Required work - Please update the guest post on graph-based cyber threat intelligence: give its passage again, starting with "This project started" and going on through "cyber threat intelligence.", with "university assignment" changed to "class assignment".

Selected excerpt -
■ ■ ■

Guest Post: A Graph-Based Approach to Cyber Threat Intelligence

Note from the editor: We don’t usually have guest blogs, but we were amazed by the work of students, Rocio and Diego, and its application to data from our AIP blocklists. This is a great example of motivated students that are willing to go beyond the simple assignment. Enjoy the read. - Veronica Valeros, Editor

This blog post was authored by Rocío Baggio and Diego Forni on June 5, 2025.

This project started as a university assignment for a graph database course, but it quickly turned into something bigger. What began as a simple academic task soon became a deeper dive into how graph-based models can help make sense of cyber threat intelligence.

In today’s connected world, understanding how attackers operate, what tools they use, how they’re connected, and where they’re coming from is key to staying ahead in cybersecurity. In this blog, we'll walk through a project that uses honeypot data and public threat intelligence to build a graph-based system that helps visualize and analyze cyber threats in a more intuitive way.

Have you ever wondered which countries launch the most cyber attacks and what techniques they use? With a single query, our graph database reveals the top three attacking nations along with their preferred tactics.

This is just one example of the insights our system can provide. Explore the full interactive interface at https://cti-graph-db.vercel.app/ to dive deeper into the data.

Project Objective: Building a Tool to Explore the Connections Between Cyber Threats and Attacker Behavior

The aim of this project was to create a tool for cybersecurity experts to help them understand and analyze the relationships between different cyber threats, and the behaviour of the attackers. 

Why graphs? Compared to traditional relational databases, graph models perform significantly better when it comes to exploring how different pieces of data are linked.

To make this approach accessible, we also developed a user-friendly interface that allows users to query the graph without needing prior knowledge of Cypher, Neo4j’s native query language.

■ ■ ■

Listed entries -
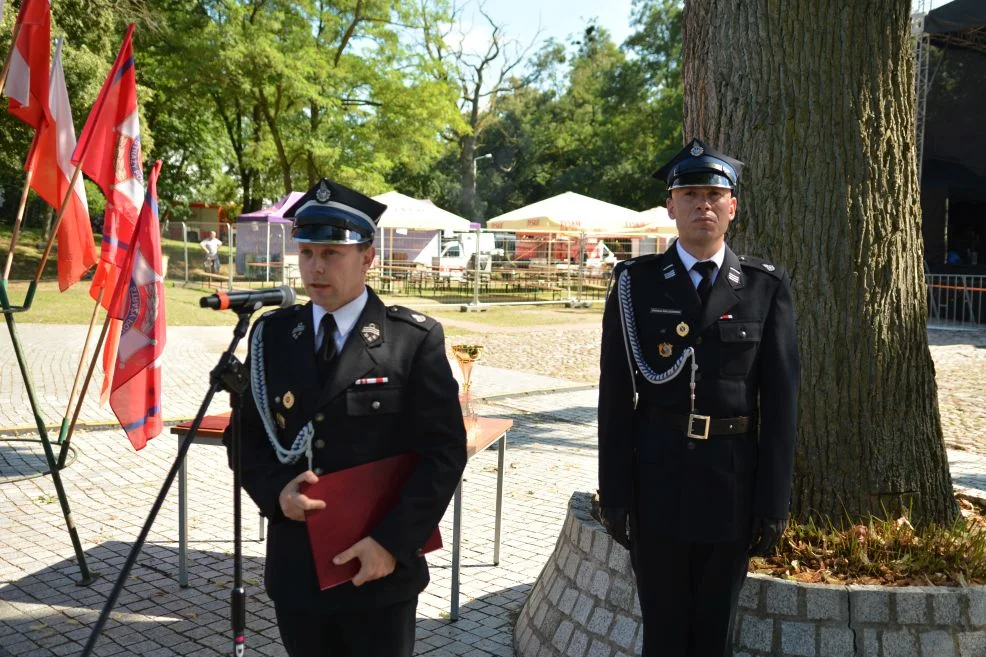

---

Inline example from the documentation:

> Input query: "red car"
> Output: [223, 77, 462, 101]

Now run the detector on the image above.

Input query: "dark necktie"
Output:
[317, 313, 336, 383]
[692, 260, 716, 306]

■ ■ ■

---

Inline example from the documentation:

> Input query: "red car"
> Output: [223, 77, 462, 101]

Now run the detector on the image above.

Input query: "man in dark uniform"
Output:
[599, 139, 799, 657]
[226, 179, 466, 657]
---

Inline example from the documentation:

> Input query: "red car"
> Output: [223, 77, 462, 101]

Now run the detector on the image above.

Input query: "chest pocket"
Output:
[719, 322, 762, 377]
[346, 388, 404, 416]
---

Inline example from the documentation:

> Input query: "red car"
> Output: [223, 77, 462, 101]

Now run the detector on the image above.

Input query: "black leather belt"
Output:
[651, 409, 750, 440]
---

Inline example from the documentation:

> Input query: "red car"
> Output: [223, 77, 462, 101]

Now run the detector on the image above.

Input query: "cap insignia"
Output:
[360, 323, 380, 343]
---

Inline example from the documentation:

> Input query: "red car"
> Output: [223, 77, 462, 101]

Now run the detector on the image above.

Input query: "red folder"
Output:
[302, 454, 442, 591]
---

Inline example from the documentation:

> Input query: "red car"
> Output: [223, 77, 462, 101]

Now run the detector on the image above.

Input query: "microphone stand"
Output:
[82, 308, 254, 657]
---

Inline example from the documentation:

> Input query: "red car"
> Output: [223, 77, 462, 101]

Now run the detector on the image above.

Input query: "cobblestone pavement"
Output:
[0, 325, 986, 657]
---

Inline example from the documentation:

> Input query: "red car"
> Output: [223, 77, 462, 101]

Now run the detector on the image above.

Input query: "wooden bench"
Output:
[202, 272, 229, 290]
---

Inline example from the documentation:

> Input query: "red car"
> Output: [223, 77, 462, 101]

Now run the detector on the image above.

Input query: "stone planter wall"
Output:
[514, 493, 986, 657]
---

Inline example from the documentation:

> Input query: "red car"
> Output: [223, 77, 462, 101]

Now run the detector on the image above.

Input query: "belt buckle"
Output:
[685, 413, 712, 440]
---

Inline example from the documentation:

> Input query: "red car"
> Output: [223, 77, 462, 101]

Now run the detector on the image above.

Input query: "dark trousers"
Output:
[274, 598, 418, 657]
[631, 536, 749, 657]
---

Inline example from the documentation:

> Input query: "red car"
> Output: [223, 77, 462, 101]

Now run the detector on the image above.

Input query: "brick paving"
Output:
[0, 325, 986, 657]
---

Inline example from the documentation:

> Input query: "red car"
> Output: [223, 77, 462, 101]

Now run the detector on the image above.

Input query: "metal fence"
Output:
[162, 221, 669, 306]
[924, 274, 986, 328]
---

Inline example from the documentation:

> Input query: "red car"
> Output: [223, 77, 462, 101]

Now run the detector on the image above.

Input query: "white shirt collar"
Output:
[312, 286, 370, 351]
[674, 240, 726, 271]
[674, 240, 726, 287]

■ ■ ■

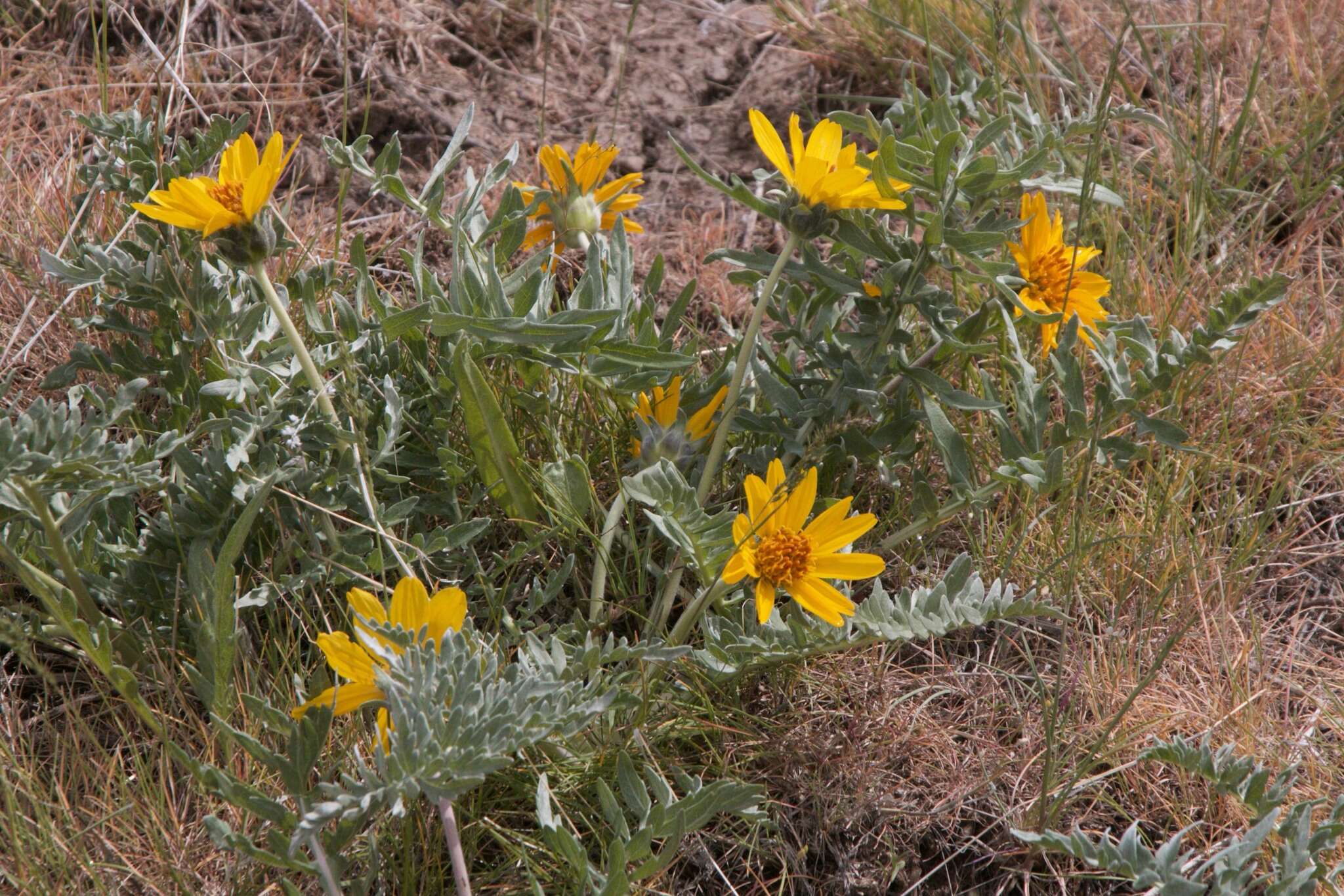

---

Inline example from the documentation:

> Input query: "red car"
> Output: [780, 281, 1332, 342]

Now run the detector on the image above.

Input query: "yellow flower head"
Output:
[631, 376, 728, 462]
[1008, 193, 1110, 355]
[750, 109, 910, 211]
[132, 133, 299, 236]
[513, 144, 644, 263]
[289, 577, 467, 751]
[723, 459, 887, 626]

■ ■ ■

Task solution -
This project started as a class assignment for a graph database course, but it quickly turned into something bigger. What began as a simple academic task soon became a deeper dive into how graph-based models can help make sense of cyber threat intelligence.